DIRECTIONS FOR THIS TASK: Please rewrite the listing below, putting "this exercise" wherever "this drill" appears and changing nothing else. Leave the pictures out of your version.

DATA ROWS:
** start **
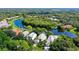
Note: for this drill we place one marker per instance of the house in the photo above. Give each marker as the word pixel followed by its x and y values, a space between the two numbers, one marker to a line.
pixel 17 31
pixel 68 26
pixel 32 36
pixel 4 23
pixel 25 33
pixel 42 37
pixel 51 38
pixel 53 19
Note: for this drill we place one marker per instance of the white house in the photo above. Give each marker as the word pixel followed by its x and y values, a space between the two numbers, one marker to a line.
pixel 51 38
pixel 4 23
pixel 42 37
pixel 25 33
pixel 32 36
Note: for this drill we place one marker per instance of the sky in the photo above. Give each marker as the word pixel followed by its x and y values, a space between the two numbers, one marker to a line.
pixel 39 3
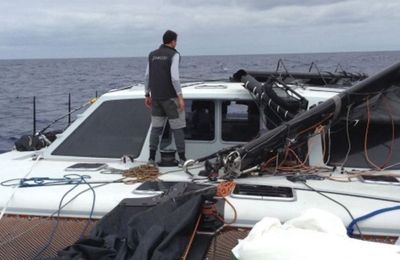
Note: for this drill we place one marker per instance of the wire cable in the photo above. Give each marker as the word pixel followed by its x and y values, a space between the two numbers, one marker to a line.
pixel 3 211
pixel 337 202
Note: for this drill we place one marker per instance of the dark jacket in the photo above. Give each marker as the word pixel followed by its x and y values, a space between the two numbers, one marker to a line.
pixel 160 82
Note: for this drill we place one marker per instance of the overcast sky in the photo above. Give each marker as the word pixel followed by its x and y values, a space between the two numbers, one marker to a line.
pixel 127 28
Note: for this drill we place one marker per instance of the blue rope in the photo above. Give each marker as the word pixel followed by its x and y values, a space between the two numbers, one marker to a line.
pixel 350 228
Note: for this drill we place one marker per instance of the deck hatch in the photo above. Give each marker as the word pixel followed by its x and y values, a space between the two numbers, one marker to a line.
pixel 263 192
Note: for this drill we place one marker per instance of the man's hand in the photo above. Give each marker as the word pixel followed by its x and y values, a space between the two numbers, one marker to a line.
pixel 147 102
pixel 181 103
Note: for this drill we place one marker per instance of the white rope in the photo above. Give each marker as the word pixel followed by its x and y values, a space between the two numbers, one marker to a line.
pixel 3 211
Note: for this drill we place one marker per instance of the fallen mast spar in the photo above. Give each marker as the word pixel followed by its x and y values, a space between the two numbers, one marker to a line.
pixel 253 153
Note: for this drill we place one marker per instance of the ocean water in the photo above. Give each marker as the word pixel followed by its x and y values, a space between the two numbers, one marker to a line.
pixel 51 80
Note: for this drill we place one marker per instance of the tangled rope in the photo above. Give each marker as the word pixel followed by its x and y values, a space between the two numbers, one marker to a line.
pixel 141 173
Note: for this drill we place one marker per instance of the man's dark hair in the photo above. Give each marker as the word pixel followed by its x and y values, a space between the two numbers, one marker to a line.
pixel 169 36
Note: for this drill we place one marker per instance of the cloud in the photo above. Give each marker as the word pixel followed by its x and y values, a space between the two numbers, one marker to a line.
pixel 132 28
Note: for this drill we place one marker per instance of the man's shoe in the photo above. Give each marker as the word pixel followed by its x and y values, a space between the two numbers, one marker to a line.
pixel 151 162
pixel 181 163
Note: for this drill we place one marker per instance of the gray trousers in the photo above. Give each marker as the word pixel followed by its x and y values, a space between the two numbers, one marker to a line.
pixel 179 136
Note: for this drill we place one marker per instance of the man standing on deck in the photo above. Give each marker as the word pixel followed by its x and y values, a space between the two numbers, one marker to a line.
pixel 163 95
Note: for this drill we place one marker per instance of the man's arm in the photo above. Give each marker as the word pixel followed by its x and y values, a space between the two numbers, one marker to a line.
pixel 176 81
pixel 147 99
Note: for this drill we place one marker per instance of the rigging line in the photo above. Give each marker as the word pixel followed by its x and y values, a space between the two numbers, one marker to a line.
pixel 328 159
pixel 366 138
pixel 67 203
pixel 347 136
pixel 55 226
pixel 91 210
pixel 337 202
pixel 3 211
pixel 389 156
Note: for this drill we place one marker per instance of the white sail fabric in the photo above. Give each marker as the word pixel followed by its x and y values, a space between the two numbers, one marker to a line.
pixel 314 235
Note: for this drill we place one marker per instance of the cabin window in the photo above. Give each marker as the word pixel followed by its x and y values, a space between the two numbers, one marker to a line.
pixel 200 118
pixel 240 121
pixel 114 129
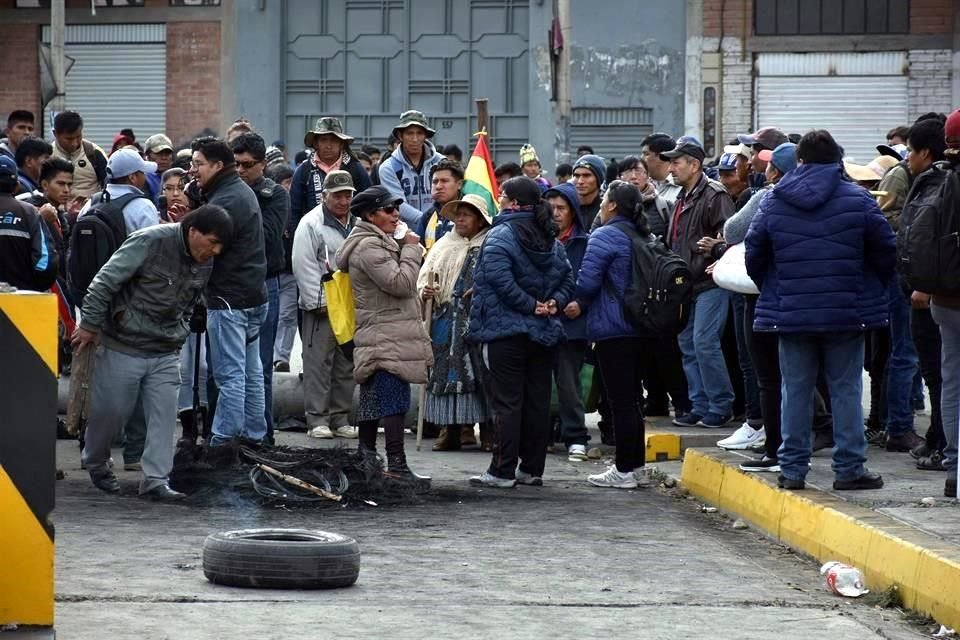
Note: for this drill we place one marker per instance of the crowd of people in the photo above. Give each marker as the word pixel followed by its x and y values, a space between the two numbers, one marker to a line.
** end **
THE ANSWER:
Note: for this exercise we place one marker per instance of the house in the photo above. Give each marker as the word pixel followed by its x and y values, a space between the two numbers, one marker to a line.
pixel 17 31
pixel 68 26
pixel 32 36
pixel 4 23
pixel 25 33
pixel 42 37
pixel 51 38
pixel 53 19
Note: for this exercise we place one marker per instance of the white house in the photo above. Give each marker as the word pixel followed by its x and y values, a space between the two numbers, one marker to a line.
pixel 51 38
pixel 4 23
pixel 42 37
pixel 25 33
pixel 32 36
Note: for this exercise we place one marker per instance of the sky in the photo above. Give each marker as the word pixel followed by its x and y values, a space between the two numbers, one marker to a line.
pixel 39 3
Note: for this exercise we place one marker per instance of the wire cable in the photo above. Give each marker as the word pixel followed by its x and y values, a space between the two numbers, one marker to a line.
pixel 3 211
pixel 337 202
Note: for this exercise we place one marker per instance of the dark jacket in the photo above. Give each marker as the word pixel followed by its x and y values, a space between the two numbers, one marker to a line.
pixel 160 82
Note: for this exercise we place one marker per instance of the overcast sky in the photo above. Give each marker as the word pixel followed by its x and y values, a space between the two numbers, one marker to a line.
pixel 127 28
Note: for this exercise we place one marker per instance of the blue rope in the photo above. Give each marker as the word pixel followed by its x and y values, a space between the two numbers, one marker to a line.
pixel 350 228
Note: for this exercise we place one marker per instance of the deck hatch in the photo above. Give each marker as the word pixel followed by its x and y values, a space between the two numbers, one marker to a line.
pixel 263 192
Note: for this exercise we place one marker per instance of the man's hand in the photo above. Give each marker as the word pixel followed by its x and y values, a space between the two numbers, one marker to a line.
pixel 147 102
pixel 181 103
Note: for this exercise we place one marker per instance of the white rope in the photo above. Give each marker as the word pixel followed by its x and y values, a space between the two numbers, one marker to a line.
pixel 3 211
Note: for this exercise we place one marker per instance of the fallen mast spar in the photo above. Give each marker as the word pixel followed by its x and y values, a space between the two numbers, one marker to a line.
pixel 253 153
Note: for this exercise we place one marker per instance of the ocean water in the photo above. Give each marker as the word pixel followed by its x and y values, a space between the two numbers, one marker to a line.
pixel 51 80
Note: for this exercise we place one marker per instance of the tangled rope in the photo above. Give each marker as the word pixel followed by its x and y values, a space between the two numbers, one marker to a line.
pixel 141 173
Note: for this exercise we place one marker per instance of the man's dark hair in the photo above. Give each marker as the word pixel followed by its x and y values, a space between the two numbers, one marker to a line.
pixel 169 36
Note: for this exercise we place one marker per instance of the cloud in the photo above. Give each marker as the word pixel followed by its x and y values, a space between the two numbers, one marker to a line.
pixel 132 28
Note: for this exercise we place one marker per instance of the man's shoe in the photo above. Give each marker as the word pixel followed by its x and y values, a space between the two numbers, one marker to a line.
pixel 151 162
pixel 181 163
Note: for this exercise we place one marker per instance of the gray trousers in the photo above. Give each marker as the word pixel followed by its x and y values, a space between the two numbers, one marker to a line.
pixel 179 136
Note: for this exercise we place one marker per instance of the man standing on deck in the photo above. Give each marker as the word pixel followed by its x and y values, a space between the two numbers, one marker to a line.
pixel 163 95
Note: for this exercise we place one marker per instance of the man's arm in the photo above. Give each marker as the word pixel followed by its x and y values, a space between the two numbers, one marker to a line.
pixel 176 81
pixel 147 99
Note: for this exercise we place one marker per instance of the rigging line in the photo above. Give each marker as the word pixel followed by its x and y values, a space between the two numbers, one marker to a line.
pixel 328 159
pixel 366 138
pixel 67 203
pixel 347 136
pixel 55 226
pixel 91 210
pixel 337 202
pixel 3 211
pixel 389 156
Note: for this exercise we place one marker per instance of the white sail fabric in the photo above. Give each marker as the word pixel followed by its x and y values, a space between the two numbers, one marker to a line.
pixel 314 235
Note: for this exercise we place one marker per instance of the cabin window in the photo above. Give each marker as the word pixel followed by its x and y values, a space between the two numbers, one marker to a line.
pixel 200 118
pixel 240 121
pixel 114 129
Note: for this exercise we place one marker per instance of the crowd of people in the photo above. Give each marker as the word pixel followed by its x and y values, a space between the two numbers, one marker to a line.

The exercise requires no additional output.